Document passage -
Is MDM An Attempt to Reach “Consensus Gentium”?

Consensus gentium

An ancient criterion of truth, the consensus gentium (Latin for agreement of the peoples), states “that which is universal among men carries the weight of truth” (Ferm, 64). A number of consensus theories of truth are based on variations of this principle. In some criteria the notion of universal consent is taken strictly, while others qualify the terms of consensus in various ways. There are versions of consensus theory in which the specific population weighing in on a given question, the proportion of the population required for consent, and the period of time needed to declare consensus vary from the classical norm.*

* “Consensus theory of truth”, Wikipedia entry, November 8, 2008.

The Data Thesaurus

October 25, 2005

 So much of IT’s best practices are taken for granted that no one ever asks if there might be a better way. An example of this is in the area of data standards, enterprise data modeling, and Master Data Management (MDM). The core idea of these initiatives is to try to create a single data dictionary in which every concept important to the enterprise is recorded once, with a single standardized name and definition.

The ideal promoted by this approach is that everyone who works with data in the organization will be much more productive if they all follow one naming convention, and if every data item is documented only once. Sounds logical and practical, and yet when we look around for examples of organizations who have managed to successfully create such a document, complete it for ALL of their systems, even commercial software applications, and then who have kept it maintained and complete for more than a year or two, we find very few. In fact in my experience, which has included a number of valiant efforts, I have found no examples.

When one digs into the anecdotal reasons why such success seems so rare, some mixture of the following statements are often heard:

  1. The company lost its will, the sponsor left and so they cut the budget.
  2. It took too long, the business has redirected the staff to focus on “tactical” efforts with short return on investment cycles.
  3. Even after all that work, no one used it, so it was not maintained.
  4. We were fine until the merger, then we just haven’t been able to keep up with the document and the systems integration/consolidation activities.
  5. Our division and their division just never agreed.
  6. We got our part done, but that other group wouldn’t talk to us.

Your tasks -
1 > Answer these questions about the MDM article, each on its own line:
(a) What does the Latin phrase "consensus gentium" mean?
(b) What date appears under the heading "The Data Thesaurus"?
(c) How many examples of successful, maintained enterprise data dictionaries has the author found?
2 > Condense the paragraph of the MDM article beginning "The ideal promoted by this approach" into a shorter version that keeps its main facts.
3 > Retype the stretch of the MDM article from "So much of IT’s" through "name and definition.".
The entries after this point aren't needed.

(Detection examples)
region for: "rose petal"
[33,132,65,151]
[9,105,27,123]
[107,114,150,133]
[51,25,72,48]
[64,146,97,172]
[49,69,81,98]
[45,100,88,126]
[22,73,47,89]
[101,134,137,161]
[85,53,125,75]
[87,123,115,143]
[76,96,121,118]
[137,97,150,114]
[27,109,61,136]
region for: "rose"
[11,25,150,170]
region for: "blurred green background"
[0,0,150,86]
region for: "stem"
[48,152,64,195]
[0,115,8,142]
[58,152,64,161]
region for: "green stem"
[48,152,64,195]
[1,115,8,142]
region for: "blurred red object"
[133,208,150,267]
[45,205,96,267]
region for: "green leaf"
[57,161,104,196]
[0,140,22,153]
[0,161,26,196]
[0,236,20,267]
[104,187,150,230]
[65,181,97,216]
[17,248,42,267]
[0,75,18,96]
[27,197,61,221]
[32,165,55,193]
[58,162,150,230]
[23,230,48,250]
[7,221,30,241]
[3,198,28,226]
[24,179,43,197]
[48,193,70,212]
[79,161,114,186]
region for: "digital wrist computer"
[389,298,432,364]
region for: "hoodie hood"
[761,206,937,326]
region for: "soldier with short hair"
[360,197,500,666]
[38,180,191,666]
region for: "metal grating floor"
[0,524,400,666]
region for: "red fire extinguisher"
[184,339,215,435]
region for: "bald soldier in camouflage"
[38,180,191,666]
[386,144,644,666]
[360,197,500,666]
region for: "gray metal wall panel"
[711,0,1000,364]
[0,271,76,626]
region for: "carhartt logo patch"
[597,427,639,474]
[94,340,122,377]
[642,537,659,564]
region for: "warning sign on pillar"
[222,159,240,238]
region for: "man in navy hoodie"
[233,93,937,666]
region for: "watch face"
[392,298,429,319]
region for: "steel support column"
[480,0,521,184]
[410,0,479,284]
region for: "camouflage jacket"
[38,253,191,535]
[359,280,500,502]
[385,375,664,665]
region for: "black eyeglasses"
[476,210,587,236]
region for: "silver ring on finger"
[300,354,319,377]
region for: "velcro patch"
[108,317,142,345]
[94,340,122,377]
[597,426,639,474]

Responses per task -
1 >
(a) Agreement of the peoples.
(b) October 25, 2005.
(c) None.

2 > This approach assumes everyone working with data will be more productive under one naming convention, with each data item documented once. It sounds logical and practical. Yet very few organizations have managed to create such a document, complete it for all their systems, including commercial software, and keep it maintained for more than a year or two. Despite several valiant efforts, the author has found no examples.

3 >
So much of IT’s best practices are taken for granted that no one ever asks if there might be a better way. An example of this is in the area of data standards, enterprise data modeling, and Master Data Management (MDM). The core idea of these initiatives is to try to create a single data dictionary in which every concept important to the enterprise is recorded once, with a single standardized name and definition.